### Task requirements
Give back all the data exactly, line by line.

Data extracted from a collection
⁂

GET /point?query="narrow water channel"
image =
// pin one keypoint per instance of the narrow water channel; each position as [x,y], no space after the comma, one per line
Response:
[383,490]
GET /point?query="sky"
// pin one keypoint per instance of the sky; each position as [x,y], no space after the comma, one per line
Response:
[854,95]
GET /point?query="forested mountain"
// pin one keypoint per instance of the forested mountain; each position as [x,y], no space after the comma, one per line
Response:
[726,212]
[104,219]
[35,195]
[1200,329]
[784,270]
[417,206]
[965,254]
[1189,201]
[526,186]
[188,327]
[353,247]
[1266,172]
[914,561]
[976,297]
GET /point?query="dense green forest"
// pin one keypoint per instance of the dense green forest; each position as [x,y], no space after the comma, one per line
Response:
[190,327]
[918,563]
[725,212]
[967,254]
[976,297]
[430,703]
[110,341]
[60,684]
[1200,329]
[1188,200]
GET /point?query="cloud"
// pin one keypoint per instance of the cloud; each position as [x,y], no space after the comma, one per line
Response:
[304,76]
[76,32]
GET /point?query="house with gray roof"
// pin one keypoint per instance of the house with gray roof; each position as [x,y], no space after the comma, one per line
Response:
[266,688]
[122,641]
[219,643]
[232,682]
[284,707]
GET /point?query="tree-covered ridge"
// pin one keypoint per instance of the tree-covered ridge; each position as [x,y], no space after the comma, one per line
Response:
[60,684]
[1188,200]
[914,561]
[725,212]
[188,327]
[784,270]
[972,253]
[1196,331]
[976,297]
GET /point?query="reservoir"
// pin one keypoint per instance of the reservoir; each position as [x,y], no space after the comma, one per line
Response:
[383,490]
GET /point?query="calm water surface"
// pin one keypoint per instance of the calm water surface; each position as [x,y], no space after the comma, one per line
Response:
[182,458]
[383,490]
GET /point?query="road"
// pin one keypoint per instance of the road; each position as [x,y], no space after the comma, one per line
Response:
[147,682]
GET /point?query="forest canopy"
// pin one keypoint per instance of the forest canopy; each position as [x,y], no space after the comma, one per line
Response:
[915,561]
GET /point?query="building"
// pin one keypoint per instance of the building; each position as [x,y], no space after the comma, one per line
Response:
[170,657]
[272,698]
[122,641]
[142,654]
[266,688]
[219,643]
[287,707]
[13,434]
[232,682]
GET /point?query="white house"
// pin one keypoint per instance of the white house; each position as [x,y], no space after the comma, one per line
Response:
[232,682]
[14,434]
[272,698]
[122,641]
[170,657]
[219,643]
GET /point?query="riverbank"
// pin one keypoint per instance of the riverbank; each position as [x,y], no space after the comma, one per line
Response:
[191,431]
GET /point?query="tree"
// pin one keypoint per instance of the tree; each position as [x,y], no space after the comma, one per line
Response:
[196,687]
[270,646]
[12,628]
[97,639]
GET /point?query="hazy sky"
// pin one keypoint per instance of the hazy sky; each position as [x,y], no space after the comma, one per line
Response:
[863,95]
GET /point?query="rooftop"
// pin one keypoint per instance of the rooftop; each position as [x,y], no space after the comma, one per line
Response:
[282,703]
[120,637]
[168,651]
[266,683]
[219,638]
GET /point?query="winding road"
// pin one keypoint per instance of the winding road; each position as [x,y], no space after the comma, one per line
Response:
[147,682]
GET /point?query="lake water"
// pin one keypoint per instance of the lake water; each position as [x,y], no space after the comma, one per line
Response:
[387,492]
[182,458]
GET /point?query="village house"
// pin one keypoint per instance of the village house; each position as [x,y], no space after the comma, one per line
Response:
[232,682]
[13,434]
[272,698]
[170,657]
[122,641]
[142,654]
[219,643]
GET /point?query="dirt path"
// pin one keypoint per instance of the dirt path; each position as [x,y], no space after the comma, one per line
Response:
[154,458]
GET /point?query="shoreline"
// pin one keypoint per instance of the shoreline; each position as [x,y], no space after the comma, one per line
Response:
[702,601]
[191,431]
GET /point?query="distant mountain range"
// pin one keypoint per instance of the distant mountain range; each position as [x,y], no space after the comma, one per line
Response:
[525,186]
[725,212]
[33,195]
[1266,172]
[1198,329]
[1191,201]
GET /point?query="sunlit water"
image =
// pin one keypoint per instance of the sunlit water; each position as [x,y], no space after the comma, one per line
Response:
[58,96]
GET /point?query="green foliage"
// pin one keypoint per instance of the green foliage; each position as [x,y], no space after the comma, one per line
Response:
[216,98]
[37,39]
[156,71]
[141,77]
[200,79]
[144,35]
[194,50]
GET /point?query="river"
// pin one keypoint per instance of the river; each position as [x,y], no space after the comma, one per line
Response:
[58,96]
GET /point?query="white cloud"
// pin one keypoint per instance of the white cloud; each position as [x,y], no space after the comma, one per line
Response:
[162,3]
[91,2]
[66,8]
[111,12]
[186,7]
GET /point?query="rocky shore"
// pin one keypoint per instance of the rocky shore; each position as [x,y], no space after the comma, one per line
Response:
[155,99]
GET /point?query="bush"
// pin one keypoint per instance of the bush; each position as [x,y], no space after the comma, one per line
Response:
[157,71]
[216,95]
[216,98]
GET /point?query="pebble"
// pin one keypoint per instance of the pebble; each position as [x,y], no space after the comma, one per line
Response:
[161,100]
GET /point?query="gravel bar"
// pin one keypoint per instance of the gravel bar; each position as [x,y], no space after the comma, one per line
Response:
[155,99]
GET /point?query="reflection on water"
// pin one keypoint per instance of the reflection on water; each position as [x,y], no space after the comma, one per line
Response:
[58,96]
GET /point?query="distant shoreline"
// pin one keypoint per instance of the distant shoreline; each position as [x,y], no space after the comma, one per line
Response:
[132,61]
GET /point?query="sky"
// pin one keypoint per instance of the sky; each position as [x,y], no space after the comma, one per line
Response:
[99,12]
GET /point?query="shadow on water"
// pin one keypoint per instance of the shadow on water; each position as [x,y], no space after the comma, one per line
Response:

⁂

### Written solution
GET /point?query="narrow water channel"
image =
// pin one keypoint per instance of the narrow water channel; each position as [x,y], no space after the comma, one per line
Response:
[383,490]
GET /point?query="sky"
// pin one keypoint per instance of the sky; each position as [x,y], no space after the comma, one per line
Response:
[854,95]
GET /point?query="forested mountain"
// pin one keypoint per instance of the forested mountain; each position as [x,y], no space after the comma, one per line
Response:
[726,212]
[104,219]
[35,195]
[1200,329]
[784,270]
[417,206]
[965,254]
[1189,201]
[526,186]
[188,327]
[353,247]
[1266,172]
[914,561]
[976,297]
GET /point?query="dense green forest"
// pin one keypoint per instance of the dense green forest; each position as [x,y], no space after the comma, one per line
Response:
[190,327]
[918,563]
[725,212]
[967,254]
[976,297]
[430,703]
[110,341]
[60,684]
[1200,329]
[1188,200]
GET /point?query="cloud"
// pin one keypoint per instance of the cloud; each position as [x,y], no space after the comma, one per line
Response:
[304,76]
[76,32]
GET /point?query="house with gray roof"
// pin one keypoint per instance of the house with gray roof; each position as [x,y], no space after the comma, one per line
Response:
[266,688]
[122,641]
[219,643]
[232,682]
[284,707]
GET /point?query="tree-covered ridge"
// pin one keypoint per instance of the tree-covered ridge; each position as [x,y], no space after the comma, one per line
Response:
[60,684]
[1188,200]
[914,561]
[725,212]
[188,327]
[784,270]
[972,253]
[1196,331]
[976,297]
GET /point?query="reservoir"
// pin one keypoint per instance of the reservoir; each position as [x,y], no space after the comma, one per line
Response:
[383,490]
GET /point?query="calm water surface"
// pin one keypoint per instance of the calm water surface; each position as [x,y], no space after the comma, one per line
Response:
[182,458]
[383,490]
GET /point?query="road"
// pin one keypoint per instance of the road; each position as [x,y], no space after the comma, one per line
Response:
[147,682]
GET /point?query="forest canopy"
// pin one keypoint per instance of the forest canopy; each position as [x,y], no space after the comma, one per line
Response:
[915,561]
GET /point?query="building"
// pin one keypoint per instance of the building; each position as [x,y], no space after the comma, one per line
Response:
[170,657]
[272,698]
[122,641]
[142,654]
[266,688]
[219,643]
[287,707]
[13,434]
[232,682]
GET /point?query="white house"
// pin one keypoint per instance of the white house; each position as [x,y], no space after the comma, one per line
Response:
[232,682]
[14,434]
[272,698]
[122,641]
[170,657]
[219,643]
GET /point?query="riverbank"
// pin one keypoint per instance of the riverbank; each position as [x,y], no space after the comma, one per line
Response:
[191,431]
GET /point?query="tree"
// pin one keypoint per instance of the tree; each position as [x,y], no space after the comma, one per line
Response:
[196,687]
[270,646]
[12,628]
[97,639]
GET /point?query="hazy sky"
// pin one keypoint per instance of the hazy sky; each position as [x,y], no space after the comma, one per line
Response:
[863,95]
GET /point?query="rooftop"
// pin one keypoint per instance of the rooftop; each position as [x,y], no space after the comma, one per line
Response:
[282,703]
[120,637]
[168,651]
[266,683]
[219,638]
GET /point?query="winding road"
// pin one keypoint per instance of the winding road; each position as [x,y], no space after the comma, one per line
Response:
[147,682]
GET /point?query="lake water"
// pin one keypoint per instance of the lake water; each position as [x,y], no space after the comma, one per line
Response:
[387,492]
[182,458]
GET /point?query="village house"
// pin one keypoint per instance of the village house; each position as [x,y], no space after the comma, one per line
Response:
[232,682]
[13,434]
[272,698]
[170,657]
[122,641]
[142,654]
[219,643]
GET /point?query="dirt path"
// pin one keypoint per instance of the dirt path; each position as [x,y], no space after the comma, one per line
Response:
[154,458]
GET /point?query="shoreline"
// pin one keypoint per instance of the shoreline; each position as [x,y], no space after the comma, one per line
Response:
[702,601]
[191,431]
GET /point?query="distant mountain range"
// pin one keypoint per instance of the distant mountain range; each position as [x,y], no space after the comma, one per line
Response:
[525,186]
[725,212]
[33,195]
[1266,172]
[1198,329]
[1191,201]
GET /point?query="sunlit water"
image =
// pin one keypoint per instance of the sunlit water; each position as [x,y], no space after the comma, one per line
Response:
[58,96]
GET /point?query="green foliage"
// pin one keypoint per instance of the green foliage; each position as [x,y], no space after the comma, one per line
Response:
[216,98]
[37,39]
[156,71]
[141,77]
[200,79]
[144,35]
[194,50]
GET /point?query="river"
// pin one keypoint per instance of the river; each position as [x,y], no space after the comma, one per line
Response:
[58,96]
GET /point?query="white cloud"
// pin one keypoint per instance of the white cloud; each position as [x,y], no space after the comma, one per line
Response:
[162,3]
[91,2]
[66,8]
[111,12]
[186,7]
GET /point?query="rocky shore"
// pin one keypoint per instance of the rocky shore; each position as [x,y], no space after the comma, one per line
Response:
[155,99]
GET /point?query="bush"
// pin one keypoint per instance of the bush; each position as [x,y], no space after the comma, one per line
Response:
[157,71]
[216,95]
[216,98]
GET /point?query="pebble"
// pin one keypoint per instance of the pebble; each position as [x,y], no space after the comma, one per line
Response:
[161,100]
GET /point?query="gravel bar"
// pin one keypoint per instance of the gravel bar; each position as [x,y], no space after the comma, one per line
Response:
[155,99]
GET /point?query="reflection on water"
// pin one keypoint per instance of the reflection on water; each position as [x,y], no space after the comma, one per line
Response:
[58,96]
GET /point?query="distant shoreline"
// pin one keypoint per instance of the distant shoreline; each position as [x,y], no space after the comma, one per line
Response:
[132,61]
GET /point?query="sky"
// pin one keypoint per instance of the sky; each position as [x,y], no space after the comma, one per line
Response:
[99,12]
GET /point?query="shadow on water"
// pin one keypoint per instance of the shadow on water; each position as [x,y], no space after the comma, one per line
Response:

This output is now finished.